[Object location annotation data]
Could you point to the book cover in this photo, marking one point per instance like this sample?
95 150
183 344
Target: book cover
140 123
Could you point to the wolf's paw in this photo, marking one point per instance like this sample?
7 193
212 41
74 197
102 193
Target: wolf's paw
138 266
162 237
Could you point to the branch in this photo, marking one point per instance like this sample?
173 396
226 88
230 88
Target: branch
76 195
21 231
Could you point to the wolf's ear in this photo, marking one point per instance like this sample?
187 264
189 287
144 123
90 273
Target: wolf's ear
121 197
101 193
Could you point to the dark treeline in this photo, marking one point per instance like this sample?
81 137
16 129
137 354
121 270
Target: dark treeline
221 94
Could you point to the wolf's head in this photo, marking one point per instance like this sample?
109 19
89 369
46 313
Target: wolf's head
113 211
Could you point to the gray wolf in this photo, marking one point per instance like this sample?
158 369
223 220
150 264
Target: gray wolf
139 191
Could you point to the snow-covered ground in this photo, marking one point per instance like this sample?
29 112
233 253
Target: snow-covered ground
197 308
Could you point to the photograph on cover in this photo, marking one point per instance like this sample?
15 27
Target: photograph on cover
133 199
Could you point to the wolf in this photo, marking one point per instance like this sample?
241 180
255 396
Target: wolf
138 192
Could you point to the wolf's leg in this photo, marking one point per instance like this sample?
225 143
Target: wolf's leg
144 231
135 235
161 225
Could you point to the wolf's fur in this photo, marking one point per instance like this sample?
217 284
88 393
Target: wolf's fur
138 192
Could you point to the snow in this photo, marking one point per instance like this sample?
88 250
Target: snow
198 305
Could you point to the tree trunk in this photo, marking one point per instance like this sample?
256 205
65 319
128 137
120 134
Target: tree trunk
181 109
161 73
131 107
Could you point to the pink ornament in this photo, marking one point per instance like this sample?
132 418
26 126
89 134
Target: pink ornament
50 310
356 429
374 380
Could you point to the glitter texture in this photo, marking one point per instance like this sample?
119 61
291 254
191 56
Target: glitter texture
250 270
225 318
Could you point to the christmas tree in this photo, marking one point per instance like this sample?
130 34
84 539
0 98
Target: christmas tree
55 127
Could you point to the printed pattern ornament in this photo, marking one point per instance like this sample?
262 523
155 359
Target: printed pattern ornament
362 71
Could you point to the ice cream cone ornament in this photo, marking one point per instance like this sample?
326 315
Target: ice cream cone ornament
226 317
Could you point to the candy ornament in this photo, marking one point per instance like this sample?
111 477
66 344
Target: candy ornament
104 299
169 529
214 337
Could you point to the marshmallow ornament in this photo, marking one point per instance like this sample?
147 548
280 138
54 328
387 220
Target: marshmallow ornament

Task directions: Can you reproduce all of the entries above, substituting "example" for every "sample" and changing nothing else?

Expected output:
Could you point to the book cover in this photo, marking one point per instance like this example?
95 150
183 344
Target: book cover
140 123
Could you point to the wolf's paw in this photo, marking one point per instance like this example?
7 193
212 41
74 197
102 193
Target: wolf's paw
138 266
162 237
Could you point to the branch in this photo, marking one point per instance like this example?
173 396
226 88
230 88
Target: branch
76 195
21 231
Could you point to the wolf's ear in this photo, marking one point per instance like this example?
187 264
189 287
144 123
90 273
Target: wolf's ear
121 197
101 193
Could you point to the dark treeline in this photo, marking one point per instance like this example?
81 137
16 129
137 354
121 270
Target: dark treeline
221 94
Could you point to the wolf's head in this photo, marking one point per instance like this example?
109 19
89 369
46 313
Target: wolf's head
113 211
Could you point to the gray wolf in this photo, marking one point per instance like this example?
158 369
223 220
150 264
Target: gray wolf
139 191
Could you point to the snow-covered ground in this photo, marking one point per instance like this example?
29 112
233 253
Target: snow-covered ground
197 308
Could you point to the photograph on cover in this photo, marking one point per instance like this example?
15 27
Target: photograph on cover
133 199
Could you point to the wolf in this photo, marking one point per instance like this example?
241 180
255 396
Target: wolf
138 192
Could you point to the wolf's leg in this photo, marking one point per instance like this example?
225 143
Target: wolf's leg
144 231
135 235
161 225
Could you point to the wolf's fur in this photo, marking one point per instance like this example?
217 284
88 393
Target: wolf's fur
138 192
Could you point to the snow in this photo, marking one point per instance like this example?
88 250
Target: snow
198 305
Could you point to the tree trunk in this photo, marking one point per instance like this example?
256 205
65 319
128 137
120 134
Target: tree trunk
181 109
161 73
131 107
Could you point to the pink ornament in this photo, marking one point per instance like this example?
132 418
26 126
89 134
Target: pink ornament
50 310
356 429
374 380
Could you point to the glitter texture in this photo, marking one point per instance like this example?
119 61
291 254
191 56
Target: glitter texture
250 270
225 318
Could you point to the christmas tree in this photo, marking one point per instance like this example?
130 34
84 539
0 98
Target: christmas tree
55 127
Could you point to the printed pattern ornament in this photo, marking one point per instance like this example?
262 523
155 359
Target: printed pattern ornament
362 71
Could you point to the ice cream cone ornament in this photo, marking one point per instance like this example?
326 315
Target: ice cream cone ornament
226 317
Could you point to the candy ornament in this photo, marking one point per instance like this example?
111 477
66 344
Target: candy ornament
104 299
169 529
214 337
Could you point to the marshmallow ornament in this photo, marking one point per instance like this example?
147 548
280 138
54 328
387 220
Target: marshmallow ornament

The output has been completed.